### THINGS TO DO
**1.** List every place named in the broadcast transcript below.
**2.** Using the broadcast transcript below, answer each question:
(a) For how long has the Indiana Repertory Theatre been entertaining audiences?
(b) What is the annual fund-raiser with the pumpkin carving contest called?
(c) For about how many years has the pumpkin carving contest been held?
**3.** Extend the broadcast transcript below about the underwater pumpkin carving contest, picking up after its final line.

### DOCUMENT SECTION
/---
And we're coming to you from the Indiana Repertory Theatre.
Located inside the historic Indiana Theatre in downtown Indianapolis, the Indiana Repertory Theatre has been entertaining audiences for more than 50 years, thanks to a dedicated team on stage and behind the scenes, the theater produces a wide variety of stage performances, including some perennial favorites, ensuring that the IRT has something for everyone.
>> PAYTON: And we'll learn all about this thespian sanctuary in just a bit.
But first, producer Jason Pear takes us to Lawrence County to float a new idea on a classic Halloween tradition.
♪ >> Today, we're having our annual pumpkin carving contest where everybody can bring a pumpkin, take it down underwater and carve the pumpkin.
♪ >> That's right, he said underwater, because this event, an annual fund-raiser, known as Scubaween, takes place out there!
♪ >> We've been doing the pumpkin carving contest for about 30 years, and the rules are real simple.
The pumpkin goes down whole.
When it comes up, it's done.
>> The rules may be simple, but the reality is anything but.
>> Right, pumpkins float.
So you've got to think about that when you plan your pumpkin.
>> Make sure you get the right sized pumpkin.
\---
Point annotation dataset records:
/---
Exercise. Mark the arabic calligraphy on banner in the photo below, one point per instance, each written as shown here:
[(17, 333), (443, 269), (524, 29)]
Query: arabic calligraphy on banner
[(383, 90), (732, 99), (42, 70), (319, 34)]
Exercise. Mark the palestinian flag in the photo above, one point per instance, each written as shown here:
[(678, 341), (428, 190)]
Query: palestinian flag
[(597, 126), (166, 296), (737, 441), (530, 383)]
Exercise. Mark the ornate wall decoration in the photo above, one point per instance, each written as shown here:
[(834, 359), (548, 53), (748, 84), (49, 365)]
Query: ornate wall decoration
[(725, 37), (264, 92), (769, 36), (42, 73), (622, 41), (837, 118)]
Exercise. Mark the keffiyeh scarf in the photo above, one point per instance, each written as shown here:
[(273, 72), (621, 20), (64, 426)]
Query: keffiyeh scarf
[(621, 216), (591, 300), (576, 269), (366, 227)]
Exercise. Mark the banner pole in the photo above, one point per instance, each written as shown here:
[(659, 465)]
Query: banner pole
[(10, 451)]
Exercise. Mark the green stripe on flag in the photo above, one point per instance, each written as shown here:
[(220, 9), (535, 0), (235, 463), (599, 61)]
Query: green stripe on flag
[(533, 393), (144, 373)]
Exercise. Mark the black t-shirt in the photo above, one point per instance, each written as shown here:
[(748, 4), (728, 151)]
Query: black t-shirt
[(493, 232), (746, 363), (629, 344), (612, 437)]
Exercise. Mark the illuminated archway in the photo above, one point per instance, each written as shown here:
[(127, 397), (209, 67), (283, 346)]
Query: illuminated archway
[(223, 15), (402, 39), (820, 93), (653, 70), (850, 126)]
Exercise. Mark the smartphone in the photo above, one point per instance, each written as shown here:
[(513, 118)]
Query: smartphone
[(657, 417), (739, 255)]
\---
### RESPONSES TO THE TASKS
**1.**
Indiana Repertory Theatre
Indiana Theatre
downtown Indianapolis
Lawrence County

**2.**
(a) More than 50 years
(b) Scubaween
(c) About 30 years

**3.**
You get it too big, and it's like sinking a basketball.
So it makes it really, really hard.
>> So if you get the tiny one, they're super thick, so you can't really carve anything in it.
So it's, like, yeah, you've got to get that right happy medium for it.
>> Ah.
>> The newbies always bring big pumpkins.
>> And some have additional concerns.
>> My pumpkin carving skills outside of water, very bad!
So I'm not thinking that this would go any better under water, but we are definitely going to give it a shot.
>> Before long, tanks are unloaded.
Gear is assembled and checked.
And it's time to get in the water.
♪ >> Water temperature, believe it or not, 74 degrees this time of year.
And prior to everybody getting in the water, we had 20-foot visibility, which for Indiana lakes this time of year is really good!
♪ >> That visibility wouldn't last long.
With 25 divers participating, the water quickly becomes a mix of silt, pumpkin guts and the occasional blue gill.
Design and techniques varied, but the divers worked together to ensure that everyone stayed safe and everyone had fun.
>> We have people who are always open to help each other, to train, to go out with them, give them advice, even like now, even though we've got pumpkin carving people down, we have safety divers swimming around, keeping an eye on everybody, making sure they are okay, answering any questions they have, giving them advice.
Yeah, it's a contest, but it's a fun contest.
This is what's really neat about divers, is it is truly a family.
And they say, well, what do you have in common?
Well, it's a love of the water.
Everybody loves the water.
They all want to go blow bubbles.
They want to see what it's about.
There's 72% of the earth that's water covered, and there's a lot of places to explore.
>> After an hour or so, the exploring and the carving was complete.
>> I did it.
>> Now, all the aquatic artists had to do was make their case.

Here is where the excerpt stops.